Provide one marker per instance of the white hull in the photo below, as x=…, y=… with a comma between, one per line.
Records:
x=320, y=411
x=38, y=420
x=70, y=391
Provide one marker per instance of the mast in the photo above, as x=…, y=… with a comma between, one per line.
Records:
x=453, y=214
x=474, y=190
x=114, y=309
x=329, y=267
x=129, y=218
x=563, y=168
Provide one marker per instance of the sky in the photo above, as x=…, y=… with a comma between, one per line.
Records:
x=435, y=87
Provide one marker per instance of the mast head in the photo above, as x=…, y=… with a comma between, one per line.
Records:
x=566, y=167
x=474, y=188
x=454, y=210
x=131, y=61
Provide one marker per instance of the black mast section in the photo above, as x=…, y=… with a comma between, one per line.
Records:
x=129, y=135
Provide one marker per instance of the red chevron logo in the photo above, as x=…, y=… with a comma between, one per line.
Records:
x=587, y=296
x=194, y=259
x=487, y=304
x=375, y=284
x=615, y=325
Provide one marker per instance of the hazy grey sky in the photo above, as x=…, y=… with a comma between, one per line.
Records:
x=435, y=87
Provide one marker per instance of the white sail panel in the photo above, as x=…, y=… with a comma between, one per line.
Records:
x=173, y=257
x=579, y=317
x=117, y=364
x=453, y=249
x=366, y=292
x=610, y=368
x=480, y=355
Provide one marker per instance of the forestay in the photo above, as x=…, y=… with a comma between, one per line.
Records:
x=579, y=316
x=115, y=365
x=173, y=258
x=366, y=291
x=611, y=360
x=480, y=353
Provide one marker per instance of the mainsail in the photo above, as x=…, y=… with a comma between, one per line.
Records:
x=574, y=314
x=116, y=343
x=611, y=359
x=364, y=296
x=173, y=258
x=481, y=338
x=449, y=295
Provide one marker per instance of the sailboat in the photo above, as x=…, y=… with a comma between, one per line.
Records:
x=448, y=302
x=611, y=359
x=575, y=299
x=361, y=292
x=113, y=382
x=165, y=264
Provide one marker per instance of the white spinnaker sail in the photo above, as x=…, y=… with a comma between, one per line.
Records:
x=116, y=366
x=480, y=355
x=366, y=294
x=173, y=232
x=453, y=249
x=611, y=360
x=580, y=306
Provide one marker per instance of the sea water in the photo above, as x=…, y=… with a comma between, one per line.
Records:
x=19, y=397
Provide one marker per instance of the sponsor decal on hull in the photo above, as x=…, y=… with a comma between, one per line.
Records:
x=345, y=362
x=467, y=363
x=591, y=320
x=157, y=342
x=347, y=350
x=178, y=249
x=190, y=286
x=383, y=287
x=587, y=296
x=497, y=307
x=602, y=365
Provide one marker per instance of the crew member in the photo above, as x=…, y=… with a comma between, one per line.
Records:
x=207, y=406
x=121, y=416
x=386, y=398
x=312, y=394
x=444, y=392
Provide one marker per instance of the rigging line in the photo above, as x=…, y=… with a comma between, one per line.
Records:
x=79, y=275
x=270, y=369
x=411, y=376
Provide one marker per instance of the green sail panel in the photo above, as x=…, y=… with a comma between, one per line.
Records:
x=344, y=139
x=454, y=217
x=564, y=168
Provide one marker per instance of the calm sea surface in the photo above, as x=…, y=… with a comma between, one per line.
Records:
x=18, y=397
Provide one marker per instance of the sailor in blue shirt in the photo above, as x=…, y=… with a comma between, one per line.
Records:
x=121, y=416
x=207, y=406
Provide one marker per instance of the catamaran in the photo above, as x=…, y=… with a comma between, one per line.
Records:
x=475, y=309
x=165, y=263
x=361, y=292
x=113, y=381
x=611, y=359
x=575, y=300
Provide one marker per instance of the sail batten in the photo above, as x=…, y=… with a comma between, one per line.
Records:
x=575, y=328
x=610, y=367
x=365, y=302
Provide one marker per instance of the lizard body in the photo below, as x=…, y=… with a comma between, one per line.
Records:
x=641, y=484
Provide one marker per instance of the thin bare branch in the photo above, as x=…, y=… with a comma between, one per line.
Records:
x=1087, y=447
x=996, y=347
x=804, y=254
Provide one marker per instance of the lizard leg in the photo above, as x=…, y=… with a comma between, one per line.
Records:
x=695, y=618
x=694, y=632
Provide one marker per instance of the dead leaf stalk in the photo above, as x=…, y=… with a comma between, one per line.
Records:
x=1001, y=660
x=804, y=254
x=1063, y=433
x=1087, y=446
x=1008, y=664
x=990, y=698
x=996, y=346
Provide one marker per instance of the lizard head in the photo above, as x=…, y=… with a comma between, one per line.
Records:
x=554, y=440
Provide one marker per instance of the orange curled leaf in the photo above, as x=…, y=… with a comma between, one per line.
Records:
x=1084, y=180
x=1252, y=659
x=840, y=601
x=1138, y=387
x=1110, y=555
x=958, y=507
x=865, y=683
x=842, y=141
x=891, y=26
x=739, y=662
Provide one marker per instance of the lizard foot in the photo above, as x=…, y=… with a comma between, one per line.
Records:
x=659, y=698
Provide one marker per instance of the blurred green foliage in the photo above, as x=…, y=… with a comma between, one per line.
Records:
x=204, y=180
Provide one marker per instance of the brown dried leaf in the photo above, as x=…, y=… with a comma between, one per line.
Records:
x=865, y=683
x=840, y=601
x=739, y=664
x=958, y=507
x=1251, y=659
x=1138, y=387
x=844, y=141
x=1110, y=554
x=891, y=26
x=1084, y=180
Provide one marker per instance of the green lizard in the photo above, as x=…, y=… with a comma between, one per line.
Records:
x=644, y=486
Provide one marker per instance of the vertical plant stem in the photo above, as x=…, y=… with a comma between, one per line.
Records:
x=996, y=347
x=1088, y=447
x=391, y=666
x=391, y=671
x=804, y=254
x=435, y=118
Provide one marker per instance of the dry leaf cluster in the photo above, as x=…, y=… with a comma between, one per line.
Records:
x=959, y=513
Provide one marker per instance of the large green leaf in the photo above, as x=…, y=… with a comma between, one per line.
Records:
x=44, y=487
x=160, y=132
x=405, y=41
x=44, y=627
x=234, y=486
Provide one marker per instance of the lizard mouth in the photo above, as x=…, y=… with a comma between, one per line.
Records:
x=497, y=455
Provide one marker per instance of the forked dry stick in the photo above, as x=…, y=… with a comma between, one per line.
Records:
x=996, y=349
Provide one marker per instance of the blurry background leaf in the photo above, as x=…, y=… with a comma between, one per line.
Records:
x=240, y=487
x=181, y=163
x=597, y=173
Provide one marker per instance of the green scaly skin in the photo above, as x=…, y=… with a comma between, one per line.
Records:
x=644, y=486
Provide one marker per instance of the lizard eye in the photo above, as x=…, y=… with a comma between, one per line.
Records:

◇ ◇ ◇

*Problem details:*
Rewrite all of the entries, replacing "one per line" with "each on its own line" and leaving everything else unchanged.

*Problem solution:*
Provide one marker per instance of the white hull in the photo below, as x=…, y=… with a comma between, each on its own line.
Records:
x=320, y=411
x=38, y=420
x=70, y=391
Provide one marker per instance of the mast in the photo above, as x=…, y=… with a comma between, each on its own line.
Records:
x=453, y=214
x=474, y=190
x=114, y=309
x=329, y=267
x=129, y=218
x=563, y=168
Provide one marker per instance of the sky in the photo above, as x=…, y=… with a comma between, each on its own line.
Records:
x=435, y=87
Provide one marker per instance of the mast head in the photo above, as x=…, y=… with a comma between, each on its own line.
Records:
x=566, y=167
x=474, y=188
x=454, y=210
x=131, y=61
Provide one marker per instance of the black mast section in the photo above, as x=…, y=… with a comma between, each on its own line.
Records:
x=129, y=135
Provide one marker per instance of the red chevron logo in the photo above, as x=…, y=… with a comma between, each on its own line.
Records:
x=587, y=296
x=194, y=259
x=487, y=304
x=375, y=284
x=615, y=325
Provide one marker per instance of the hazy grey sky in the photo above, as x=…, y=… with a comma between, each on its own line.
Records:
x=435, y=87
Provide one marker per instance of the white sail panel in the photo above, as x=…, y=… with a comma between, each on its own line.
Records:
x=173, y=257
x=579, y=317
x=117, y=364
x=453, y=249
x=366, y=292
x=610, y=368
x=480, y=355
Provide one marker per instance of the forestay in the photo above, as x=…, y=… with a comma between, each on its own line.
Records:
x=579, y=316
x=115, y=365
x=173, y=258
x=366, y=291
x=611, y=360
x=480, y=353
Provide one marker per instance of the mainsail in the photo above, as x=…, y=… with a comma between, each on its own line.
Records:
x=574, y=314
x=116, y=343
x=611, y=359
x=364, y=296
x=173, y=258
x=481, y=338
x=449, y=295
Provide one marker per instance of the sailboat in the photo above, as x=…, y=… with a comma between, each on its own line.
Records:
x=448, y=302
x=611, y=359
x=575, y=299
x=361, y=292
x=113, y=382
x=165, y=264
Provide one marker per instance of the white spinnaker sail in the photo above, as x=…, y=… with a comma between, each on its own line.
Records:
x=116, y=366
x=480, y=355
x=366, y=294
x=173, y=232
x=453, y=249
x=611, y=360
x=580, y=306
Provide one marker per instance of the sea water in the photo above, as x=…, y=… with a comma between, each on its own line.
Records:
x=19, y=397
Provide one marker per instance of the sponsor decal on hull in the photo above, as x=…, y=… with a comma between, each on its own line.
Records:
x=345, y=362
x=467, y=363
x=591, y=320
x=157, y=342
x=347, y=350
x=178, y=249
x=190, y=286
x=383, y=287
x=587, y=296
x=497, y=307
x=602, y=365
Provide one marker per instance of the crew member in the photo above, as x=…, y=… with a comma between, each on its own line.
Records:
x=207, y=406
x=121, y=416
x=386, y=398
x=312, y=394
x=444, y=392
Provide one marker per instance of the rigging line in the photo above, as x=…, y=… with a comma between, each on its own line.
Records:
x=79, y=275
x=270, y=369
x=411, y=376
Provide one marker per instance of the green sail panel in the photo above, as x=…, y=… with a comma between, each on its own line.
Records:
x=344, y=139
x=454, y=217
x=564, y=168
Provide one marker per instance of the calm sea surface in the photo above, as x=…, y=… with a comma between, each on its own line.
Records:
x=18, y=397
Provide one marker per instance of the sailor in blue shirt in the photo above, as x=…, y=… with a comma between, each on its own line.
Records:
x=121, y=416
x=207, y=406
Provide one marker per instance of the catamaran in the photo above, as x=…, y=… with a comma between, each on its own line.
Records:
x=475, y=309
x=165, y=263
x=361, y=292
x=113, y=381
x=611, y=359
x=575, y=300
Provide one marker per instance of the sail batten in the photo above, as x=…, y=… with a comma between, each on its own line.
Records:
x=575, y=328
x=610, y=367
x=365, y=302
Provide one marker per instance of the lizard body in the photo below, as x=…, y=… with a comma between, each on its own line.
Records:
x=641, y=484
Provide one marker per instance of the thin bare branch in the photo above, as x=…, y=… with a comma between, each on its own line.
Records:
x=1087, y=447
x=996, y=347
x=804, y=254
Provide one marker per instance of the lizard leg in the photo above, as x=…, y=… with a comma between, each on its own line.
Records:
x=695, y=618
x=694, y=632
Provide one marker per instance of the dead leaf stalk in the photo above, as x=…, y=… with a comma between, each on its own line.
Records:
x=1001, y=660
x=804, y=254
x=1063, y=433
x=1087, y=446
x=1008, y=664
x=990, y=698
x=996, y=346
Provide one marker per instance of the lizard head in the photo above, as x=…, y=… with a comma between, each on its own line.
Records:
x=554, y=440
Provide one marker per instance of the orange curled leaf in the photo above, as x=…, y=… with a comma between, each on its own line.
Records:
x=1084, y=180
x=1252, y=659
x=840, y=601
x=1138, y=387
x=1110, y=555
x=958, y=507
x=865, y=683
x=842, y=141
x=891, y=26
x=739, y=662
Provide one marker per instance of the lizard foot in the photo above, as x=…, y=… with a comma between, each on its own line.
Records:
x=659, y=698
Provide one marker per instance of the blurred green foliage in the photo above, as x=…, y=… with a comma between, each on its own line.
Records:
x=204, y=180
Provide one marker per instance of the brown dried leaf in the photo above, as x=…, y=… with a comma between, each on its own line.
Records:
x=865, y=683
x=840, y=601
x=739, y=664
x=958, y=507
x=1251, y=659
x=1138, y=387
x=844, y=141
x=1110, y=554
x=891, y=26
x=1084, y=180
Provide one marker per instance of the green lizard in the photo above, as x=…, y=… with a comma between, each on its own line.
Records:
x=644, y=486
Provide one marker per instance of the vertical plant stem in the photo above, as x=…, y=… with a comma between, each on its own line.
Records:
x=996, y=347
x=1088, y=447
x=391, y=666
x=391, y=671
x=804, y=254
x=435, y=118
Provide one marker per instance of the dry leaf cluster in the photo above, as x=…, y=… with a comma between, each on its own line.
Records:
x=959, y=513
Provide one marker per instance of the large green leaf in the photo above, as x=…, y=… with a comma between, each on its own line.
Records:
x=44, y=487
x=160, y=132
x=405, y=41
x=44, y=627
x=234, y=486
Provide one marker per instance of the lizard mouth in the photo above, as x=…, y=… with a comma between, each on its own line.
Records:
x=497, y=455
Provide one marker per instance of the forked dry stick in the photo above, as x=…, y=… with a comma between, each on its own line.
Records:
x=996, y=349
Provide one marker per instance of the blurry background leaf in the photo above, as x=…, y=… with a comma between, each on its own line.
Records:
x=240, y=487
x=181, y=163
x=597, y=173
Provide one marker per instance of the green scaly skin in the photo above, as x=…, y=… with a comma between, each on its own line.
Records:
x=644, y=486
Provide one marker per instance of the lizard eye in the photo above, as x=…, y=… with a comma between, each on its own line.
Records:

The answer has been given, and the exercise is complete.